» What you will do
Output the full listing verbatim.

» Data for this exercise

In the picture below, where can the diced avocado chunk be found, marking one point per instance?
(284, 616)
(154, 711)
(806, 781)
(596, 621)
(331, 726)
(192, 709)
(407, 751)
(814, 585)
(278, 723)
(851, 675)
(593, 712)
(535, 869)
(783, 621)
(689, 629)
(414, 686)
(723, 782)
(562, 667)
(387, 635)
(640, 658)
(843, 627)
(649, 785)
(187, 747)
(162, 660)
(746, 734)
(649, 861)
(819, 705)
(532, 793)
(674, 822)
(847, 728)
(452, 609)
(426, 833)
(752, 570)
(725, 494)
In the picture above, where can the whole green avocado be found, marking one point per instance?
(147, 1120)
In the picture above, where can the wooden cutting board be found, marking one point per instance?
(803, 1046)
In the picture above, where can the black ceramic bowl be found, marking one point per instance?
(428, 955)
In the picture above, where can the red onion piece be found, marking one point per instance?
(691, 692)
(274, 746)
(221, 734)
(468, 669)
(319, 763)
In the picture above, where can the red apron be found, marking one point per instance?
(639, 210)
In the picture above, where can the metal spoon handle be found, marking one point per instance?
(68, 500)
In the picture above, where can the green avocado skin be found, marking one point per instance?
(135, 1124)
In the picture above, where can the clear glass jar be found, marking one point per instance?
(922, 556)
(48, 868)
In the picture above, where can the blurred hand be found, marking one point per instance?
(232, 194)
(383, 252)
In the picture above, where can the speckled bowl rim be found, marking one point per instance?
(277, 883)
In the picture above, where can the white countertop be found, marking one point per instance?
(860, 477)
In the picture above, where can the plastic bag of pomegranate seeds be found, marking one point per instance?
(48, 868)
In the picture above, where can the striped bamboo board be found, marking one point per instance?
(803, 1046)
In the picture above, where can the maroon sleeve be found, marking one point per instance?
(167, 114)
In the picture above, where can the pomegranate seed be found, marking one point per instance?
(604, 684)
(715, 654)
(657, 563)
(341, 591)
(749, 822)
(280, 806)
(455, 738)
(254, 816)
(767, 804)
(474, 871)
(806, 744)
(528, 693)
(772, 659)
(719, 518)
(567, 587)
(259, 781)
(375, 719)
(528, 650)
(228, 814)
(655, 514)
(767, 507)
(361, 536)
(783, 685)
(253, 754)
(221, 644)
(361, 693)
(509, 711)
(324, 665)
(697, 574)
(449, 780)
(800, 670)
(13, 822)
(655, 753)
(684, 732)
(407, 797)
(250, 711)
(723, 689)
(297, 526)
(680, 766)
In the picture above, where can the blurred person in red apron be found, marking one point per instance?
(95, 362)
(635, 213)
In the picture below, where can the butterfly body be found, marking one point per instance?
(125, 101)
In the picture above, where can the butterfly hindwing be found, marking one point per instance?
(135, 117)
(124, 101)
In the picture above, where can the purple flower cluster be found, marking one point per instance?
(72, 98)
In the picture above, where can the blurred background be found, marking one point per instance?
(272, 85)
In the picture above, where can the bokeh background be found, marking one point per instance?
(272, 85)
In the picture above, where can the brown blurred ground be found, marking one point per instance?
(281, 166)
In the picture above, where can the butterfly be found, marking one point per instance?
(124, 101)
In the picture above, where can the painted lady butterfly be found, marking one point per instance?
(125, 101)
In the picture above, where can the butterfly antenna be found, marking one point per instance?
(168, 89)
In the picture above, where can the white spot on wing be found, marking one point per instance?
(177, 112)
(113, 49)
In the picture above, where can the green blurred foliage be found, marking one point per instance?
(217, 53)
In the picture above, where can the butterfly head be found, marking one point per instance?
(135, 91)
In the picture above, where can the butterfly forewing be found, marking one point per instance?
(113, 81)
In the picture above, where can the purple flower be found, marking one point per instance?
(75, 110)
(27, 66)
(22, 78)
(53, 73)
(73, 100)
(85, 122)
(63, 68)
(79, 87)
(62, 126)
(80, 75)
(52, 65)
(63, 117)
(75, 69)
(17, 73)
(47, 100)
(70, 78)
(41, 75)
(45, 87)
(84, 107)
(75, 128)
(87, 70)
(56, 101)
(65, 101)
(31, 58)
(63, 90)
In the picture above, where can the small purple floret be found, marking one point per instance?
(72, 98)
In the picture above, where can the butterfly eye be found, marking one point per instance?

» Exercise result
In the picture below, where can the diced avocado chunk be found, marking one point per instance?
(284, 616)
(154, 711)
(806, 781)
(596, 621)
(331, 726)
(192, 709)
(407, 751)
(814, 585)
(278, 723)
(851, 675)
(593, 712)
(535, 869)
(783, 621)
(689, 629)
(414, 686)
(723, 782)
(562, 667)
(387, 635)
(640, 658)
(843, 627)
(649, 785)
(187, 747)
(162, 660)
(746, 734)
(649, 861)
(819, 705)
(532, 793)
(674, 822)
(847, 728)
(452, 609)
(426, 833)
(752, 570)
(725, 494)
In the picture above, where can the whole green avocado be found, marking one point per instance?
(147, 1120)
In the picture above, where can the wooden cutting board be found, marking one point per instance?
(803, 1046)
In the picture above, where can the black ceramic bowl be found, marking one point per instance?
(428, 955)
In the picture above, where can the red onion piece be found, marking one point per instance?
(691, 692)
(274, 746)
(221, 734)
(468, 669)
(319, 763)
In the picture above, where can the red apron be found, marking one point per instance?
(639, 210)
In the picture above, where can the metal spoon handle be found, marking one point per instance?
(68, 500)
In the picture above, where can the green avocado skin be found, marking one point per instance?
(135, 1124)
In the picture above, where can the clear glass jar be found, marking one point per instance?
(922, 556)
(48, 868)
In the picture above, where can the blurred hand be found, marking one point per instance?
(232, 194)
(383, 252)
In the picture above, where can the speckled bowl rim be found, marking one point per instance?
(277, 883)
In the picture above, where can the white countertop be found, marking one point per instance?
(860, 477)
In the picture above, where can the plastic bag of pomegranate seeds be found, marking one point per instance?
(48, 868)
In the picture above, where can the striped bamboo board be found, marking one point per instance?
(803, 1046)
In the picture above, where can the maroon sleeve be found, marking one point per instance?
(167, 114)
In the picture above, where can the pomegranate seed be found, marking one point per instance?
(604, 684)
(715, 654)
(657, 563)
(341, 591)
(749, 822)
(280, 806)
(455, 738)
(254, 816)
(767, 804)
(474, 871)
(806, 744)
(528, 693)
(772, 659)
(719, 518)
(567, 587)
(259, 781)
(375, 719)
(528, 650)
(228, 814)
(655, 514)
(767, 507)
(361, 536)
(783, 685)
(253, 754)
(221, 644)
(361, 693)
(509, 711)
(324, 665)
(697, 574)
(449, 780)
(800, 670)
(13, 822)
(655, 753)
(684, 732)
(407, 797)
(250, 711)
(723, 689)
(297, 526)
(680, 766)
In the picture above, where can the blurred person in red apron be found, marking one point per instance?
(95, 362)
(635, 213)
In the picture below, where can the butterfly body be found, marking one point per instance?
(125, 101)
In the picture above, where can the butterfly hindwing be found, marking one point per instance?
(135, 117)
(124, 101)
In the picture above, where can the purple flower cluster be found, marking one point per instance?
(72, 98)
In the picture above, where can the blurred background be found, marking one point per instance?
(272, 85)
In the picture above, where can the bokeh background be found, marking one point per instance?
(272, 85)
In the picture above, where can the brown blurred ground be found, marking one point per instance?
(281, 166)
In the picture above, where can the butterfly be found, marking one point per instance?
(124, 101)
In the picture above, where can the painted lady butterfly be found, marking one point per instance?
(125, 101)
In the picture above, where can the butterfly antenna be found, marking one point per instance?
(168, 89)
In the picture above, where can the white spot on wing be found, marking one point per instance?
(177, 112)
(113, 49)
In the picture above, where can the green blurred foliage be found, marking one point per instance?
(217, 53)
In the picture above, where can the butterfly head be found, marking one point per instance?
(135, 91)
In the picture above, where can the butterfly forewing be found, marking one point per instance?
(113, 81)
In the picture above, where can the purple flower be found, marking one point per instance?
(75, 110)
(27, 66)
(22, 78)
(53, 73)
(73, 100)
(85, 122)
(63, 68)
(79, 87)
(62, 126)
(80, 75)
(52, 65)
(63, 117)
(75, 69)
(17, 73)
(47, 100)
(70, 78)
(41, 75)
(45, 87)
(84, 107)
(75, 128)
(87, 70)
(56, 101)
(65, 101)
(31, 58)
(63, 90)
In the picture above, where can the small purple floret be found, marking one point per instance?
(72, 98)
In the picture above, where can the butterfly eye be found, marking one point per instance?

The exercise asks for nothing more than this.